* _Set tasks_:
1. Output the passage of the interest-rate article between "As things stand, Sunak" and "need to happen.", inclusive.
2. Decide whether each statement below agrees with the interest-rate article: (a) Jonathan Portes is described as an economics professor; (b) Rachel Reeves set out her view in the Daily Mirror; (c) John Redwood is described as a Labour MP. For each, answer yes or no and quote the deciding words.

* _Page text_:
-*-

Key events
Here’s a grim example of Britain’s low-growth trap, from economics professor Jonathan Portes:
The Bank of England’s warning yesterday that interest rates will stay high for longer than many had hoped is a blow to Rishi Sunak, as he weighs up when to call an election.
As things stand, Sunak faces heading to the polls with the economy barely growing, and borrowing costs painfully high.
Sir John Redwood, a Conservative MP and former cabinet minister, argued that “targeted tax cuts would be extremely helpful” from the Treasury but said his main criticisms were directed at the Bank for lurching from low interest rates creating inflation to rates that “cause a housebuilding collapse and manufacturing recession”.
Reeves: Rate rise is ‘hammer blow’ for workers
Shadow chancellor Rachel Reeves has labelled yesterday’s rise in interest rates a “hammer blow for working people” which, she argues, did not need to happen.
Writing in the Daily Mirror, the shadow chancellor said the Government is “managing decline rather than getting us moving”.

-*-

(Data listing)
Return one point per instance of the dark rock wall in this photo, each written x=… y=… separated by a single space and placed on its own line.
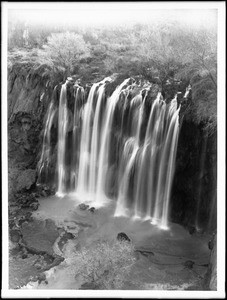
x=29 y=94
x=194 y=187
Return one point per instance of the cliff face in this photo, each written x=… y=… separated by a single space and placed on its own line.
x=28 y=96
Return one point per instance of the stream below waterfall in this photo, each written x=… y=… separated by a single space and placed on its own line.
x=161 y=264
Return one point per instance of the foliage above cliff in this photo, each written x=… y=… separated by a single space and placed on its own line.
x=158 y=52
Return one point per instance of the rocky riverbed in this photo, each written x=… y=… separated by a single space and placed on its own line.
x=44 y=236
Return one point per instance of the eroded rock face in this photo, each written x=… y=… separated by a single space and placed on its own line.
x=40 y=236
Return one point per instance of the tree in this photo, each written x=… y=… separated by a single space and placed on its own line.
x=64 y=52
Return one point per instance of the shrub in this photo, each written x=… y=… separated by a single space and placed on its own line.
x=104 y=266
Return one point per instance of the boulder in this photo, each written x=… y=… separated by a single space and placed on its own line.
x=92 y=209
x=39 y=236
x=25 y=179
x=83 y=206
x=123 y=237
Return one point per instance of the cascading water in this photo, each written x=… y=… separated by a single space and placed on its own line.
x=62 y=130
x=44 y=161
x=132 y=130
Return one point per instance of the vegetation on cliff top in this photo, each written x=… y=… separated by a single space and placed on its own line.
x=158 y=52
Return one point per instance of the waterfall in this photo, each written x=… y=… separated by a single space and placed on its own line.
x=132 y=132
x=62 y=130
x=44 y=161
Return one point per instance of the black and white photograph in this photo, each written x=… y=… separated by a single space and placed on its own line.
x=113 y=149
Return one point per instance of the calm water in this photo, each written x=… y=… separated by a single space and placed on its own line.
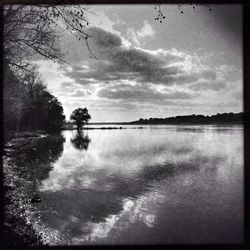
x=157 y=185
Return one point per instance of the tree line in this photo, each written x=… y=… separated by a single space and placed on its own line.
x=33 y=32
x=196 y=119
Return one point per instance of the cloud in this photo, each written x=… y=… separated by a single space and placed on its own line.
x=136 y=37
x=146 y=30
x=208 y=85
x=117 y=62
x=142 y=93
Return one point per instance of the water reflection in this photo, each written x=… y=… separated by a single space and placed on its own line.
x=35 y=160
x=127 y=186
x=80 y=141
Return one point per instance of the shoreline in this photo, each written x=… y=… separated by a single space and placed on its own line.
x=17 y=230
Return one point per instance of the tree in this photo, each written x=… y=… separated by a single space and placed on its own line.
x=34 y=30
x=80 y=116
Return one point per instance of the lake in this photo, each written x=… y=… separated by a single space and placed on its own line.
x=156 y=185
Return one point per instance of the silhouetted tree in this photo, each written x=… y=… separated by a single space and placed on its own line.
x=80 y=117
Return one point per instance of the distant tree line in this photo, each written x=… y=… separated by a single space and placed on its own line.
x=32 y=32
x=196 y=119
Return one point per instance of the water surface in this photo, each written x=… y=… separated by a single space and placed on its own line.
x=157 y=185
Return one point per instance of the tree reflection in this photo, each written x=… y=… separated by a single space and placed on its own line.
x=80 y=141
x=34 y=161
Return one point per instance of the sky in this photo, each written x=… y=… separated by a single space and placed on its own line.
x=191 y=63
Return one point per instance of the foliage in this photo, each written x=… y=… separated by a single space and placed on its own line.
x=29 y=105
x=31 y=30
x=196 y=119
x=80 y=116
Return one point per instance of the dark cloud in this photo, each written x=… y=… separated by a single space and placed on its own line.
x=142 y=94
x=116 y=63
x=211 y=85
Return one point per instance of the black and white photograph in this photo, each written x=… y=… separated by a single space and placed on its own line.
x=122 y=124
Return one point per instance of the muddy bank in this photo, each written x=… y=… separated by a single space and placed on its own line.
x=22 y=226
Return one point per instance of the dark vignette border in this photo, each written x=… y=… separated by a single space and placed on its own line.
x=246 y=94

-*-

* _Task solutions_:
1.
As things stand, Sunak faces heading to the polls with the economy barely growing, and borrowing costs painfully high.
Sir John Redwood, a Conservative MP and former cabinet minister, argued that “targeted tax cuts would be extremely helpful” from the Treasury but said his main criticisms were directed at the Bank for lurching from low interest rates creating inflation to rates that “cause a housebuilding collapse and manufacturing recession”.
Reeves: Rate rise is ‘hammer blow’ for workers
Shadow chancellor Rachel Reeves has labelled yesterday’s rise in interest rates a “hammer blow for working people” which, she argues, did not need to happen.

2.
(a) Yes: "from economics professor Jonathan Portes"
(b) Yes: "Writing in the Daily Mirror, the shadow chancellor said"
(c) No: "a Conservative MP and former cabinet minister"